- [Stated task]
Pick out each line below that contains the string "orange", with case counting, and copy every such line.

- [Listing]
+---+
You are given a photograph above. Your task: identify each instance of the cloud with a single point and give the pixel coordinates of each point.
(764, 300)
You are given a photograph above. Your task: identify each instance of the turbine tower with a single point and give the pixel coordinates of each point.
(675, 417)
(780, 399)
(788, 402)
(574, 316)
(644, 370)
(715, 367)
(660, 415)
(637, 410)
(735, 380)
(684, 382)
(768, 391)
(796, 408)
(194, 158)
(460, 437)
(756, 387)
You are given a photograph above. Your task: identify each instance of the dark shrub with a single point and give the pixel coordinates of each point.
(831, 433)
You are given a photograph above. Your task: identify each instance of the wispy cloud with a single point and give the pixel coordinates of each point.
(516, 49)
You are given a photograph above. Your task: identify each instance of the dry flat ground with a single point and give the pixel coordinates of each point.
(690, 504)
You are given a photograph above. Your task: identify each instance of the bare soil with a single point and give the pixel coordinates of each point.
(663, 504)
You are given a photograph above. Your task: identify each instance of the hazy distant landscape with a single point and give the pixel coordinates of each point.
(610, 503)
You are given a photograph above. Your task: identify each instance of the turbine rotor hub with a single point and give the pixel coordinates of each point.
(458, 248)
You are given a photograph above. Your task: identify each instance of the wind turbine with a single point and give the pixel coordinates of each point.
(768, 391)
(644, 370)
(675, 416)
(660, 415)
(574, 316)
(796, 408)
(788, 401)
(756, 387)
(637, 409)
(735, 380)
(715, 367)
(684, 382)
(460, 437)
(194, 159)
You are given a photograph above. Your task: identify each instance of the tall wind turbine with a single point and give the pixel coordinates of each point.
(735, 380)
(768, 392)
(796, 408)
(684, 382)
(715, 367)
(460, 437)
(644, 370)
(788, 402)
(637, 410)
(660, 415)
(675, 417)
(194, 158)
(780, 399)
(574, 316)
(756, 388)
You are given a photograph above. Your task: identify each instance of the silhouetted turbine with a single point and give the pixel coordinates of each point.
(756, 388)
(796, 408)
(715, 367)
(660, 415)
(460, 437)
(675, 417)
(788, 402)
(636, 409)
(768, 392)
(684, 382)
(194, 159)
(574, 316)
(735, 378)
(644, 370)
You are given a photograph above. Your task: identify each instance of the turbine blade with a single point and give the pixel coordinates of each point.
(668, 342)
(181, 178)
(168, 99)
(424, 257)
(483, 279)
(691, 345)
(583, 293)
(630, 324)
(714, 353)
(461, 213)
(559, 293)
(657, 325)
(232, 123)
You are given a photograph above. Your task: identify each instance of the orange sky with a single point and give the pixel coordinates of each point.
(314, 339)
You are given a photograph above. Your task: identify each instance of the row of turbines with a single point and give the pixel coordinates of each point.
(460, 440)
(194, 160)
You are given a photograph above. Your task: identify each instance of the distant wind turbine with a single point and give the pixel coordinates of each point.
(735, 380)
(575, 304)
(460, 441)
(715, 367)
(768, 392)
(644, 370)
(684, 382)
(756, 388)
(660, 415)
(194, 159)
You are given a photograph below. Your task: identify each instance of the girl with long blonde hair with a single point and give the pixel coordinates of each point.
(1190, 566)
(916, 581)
+---+
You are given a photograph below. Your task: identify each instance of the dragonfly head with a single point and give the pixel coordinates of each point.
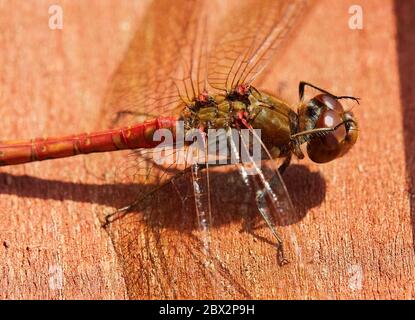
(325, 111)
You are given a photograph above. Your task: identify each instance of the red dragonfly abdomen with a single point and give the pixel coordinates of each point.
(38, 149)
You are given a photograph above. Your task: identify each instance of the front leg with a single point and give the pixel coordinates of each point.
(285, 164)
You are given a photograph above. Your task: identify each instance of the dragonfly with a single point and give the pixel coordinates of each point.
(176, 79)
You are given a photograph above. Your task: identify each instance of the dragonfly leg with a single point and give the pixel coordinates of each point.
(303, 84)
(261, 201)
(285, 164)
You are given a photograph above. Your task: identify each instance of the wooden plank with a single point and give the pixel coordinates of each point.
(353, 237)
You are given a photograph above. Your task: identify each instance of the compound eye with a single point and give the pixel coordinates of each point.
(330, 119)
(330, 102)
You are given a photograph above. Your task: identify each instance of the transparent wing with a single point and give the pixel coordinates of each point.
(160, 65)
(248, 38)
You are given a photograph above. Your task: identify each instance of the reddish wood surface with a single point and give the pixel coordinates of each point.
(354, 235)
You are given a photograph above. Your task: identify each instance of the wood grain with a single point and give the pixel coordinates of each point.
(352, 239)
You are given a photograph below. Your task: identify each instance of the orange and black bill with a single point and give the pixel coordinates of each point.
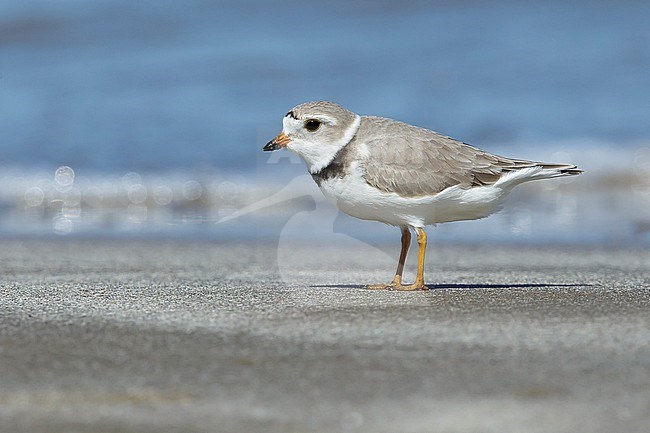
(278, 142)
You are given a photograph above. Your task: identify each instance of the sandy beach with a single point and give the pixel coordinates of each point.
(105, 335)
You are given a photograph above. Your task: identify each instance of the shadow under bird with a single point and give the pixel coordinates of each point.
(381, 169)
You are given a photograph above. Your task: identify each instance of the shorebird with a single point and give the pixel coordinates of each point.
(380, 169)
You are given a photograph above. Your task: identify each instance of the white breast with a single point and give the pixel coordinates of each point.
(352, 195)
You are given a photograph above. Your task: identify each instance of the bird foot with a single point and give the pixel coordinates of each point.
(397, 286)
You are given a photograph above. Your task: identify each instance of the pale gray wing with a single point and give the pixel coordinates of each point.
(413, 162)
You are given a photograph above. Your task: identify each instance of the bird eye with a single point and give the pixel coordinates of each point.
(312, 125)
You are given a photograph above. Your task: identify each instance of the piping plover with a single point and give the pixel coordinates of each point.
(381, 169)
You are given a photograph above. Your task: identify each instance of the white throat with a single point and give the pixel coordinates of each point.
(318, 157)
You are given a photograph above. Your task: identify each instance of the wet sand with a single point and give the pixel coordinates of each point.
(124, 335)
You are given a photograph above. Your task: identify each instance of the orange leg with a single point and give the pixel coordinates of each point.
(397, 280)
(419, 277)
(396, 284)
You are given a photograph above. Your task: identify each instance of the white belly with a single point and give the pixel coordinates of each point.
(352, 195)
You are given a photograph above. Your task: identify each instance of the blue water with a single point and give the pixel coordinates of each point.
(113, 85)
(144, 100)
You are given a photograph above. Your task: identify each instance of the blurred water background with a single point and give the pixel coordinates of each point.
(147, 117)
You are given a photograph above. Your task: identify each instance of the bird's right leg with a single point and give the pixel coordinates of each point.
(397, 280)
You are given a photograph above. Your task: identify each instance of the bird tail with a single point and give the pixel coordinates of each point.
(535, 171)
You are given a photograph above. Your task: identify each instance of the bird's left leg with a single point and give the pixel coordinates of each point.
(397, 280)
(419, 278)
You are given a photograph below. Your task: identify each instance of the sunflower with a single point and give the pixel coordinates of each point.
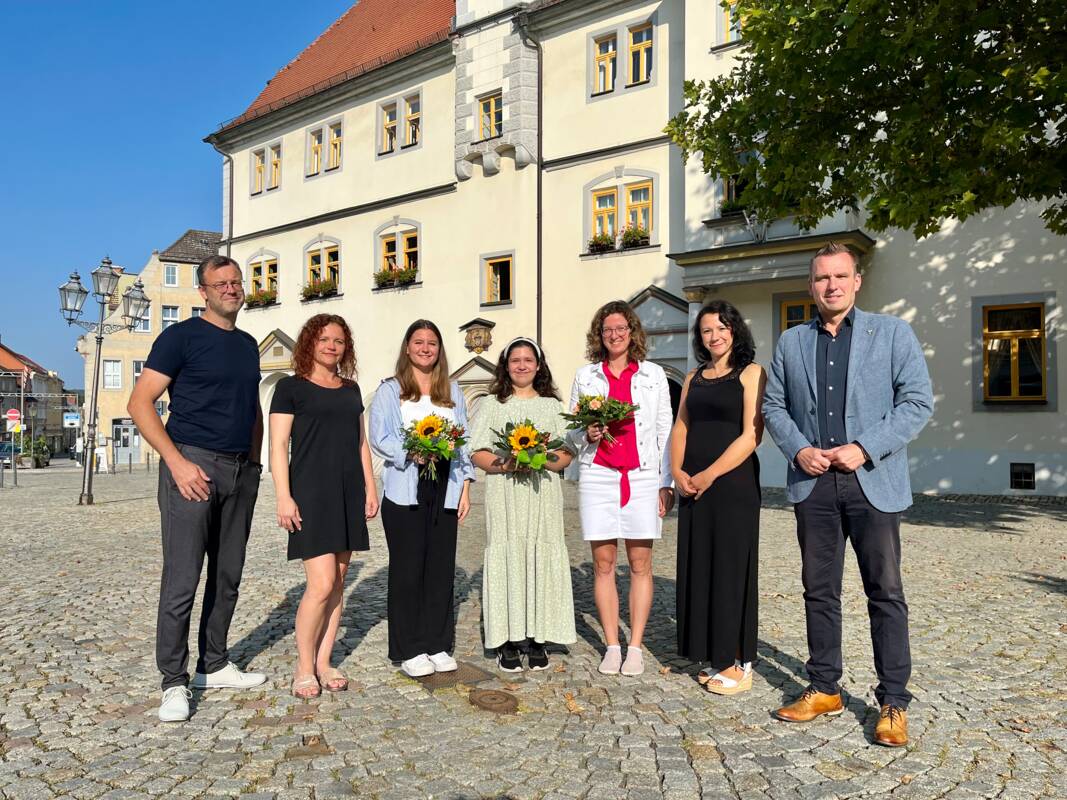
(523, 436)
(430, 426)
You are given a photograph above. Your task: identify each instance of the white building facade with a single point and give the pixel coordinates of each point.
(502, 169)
+---+
- [Task response]
You are given a photograph above. Your task: identify each instance of the orange sky with a single point and give the pixel coordinates of each point.
You are given a photograph below. Your task: identify each instance of the orange and black bill with a single point and give the pixel coordinates of each point.
You are given a photograph above. Your task: identify each instance of the orange leg with a single point and give the pixel coordinates of each point.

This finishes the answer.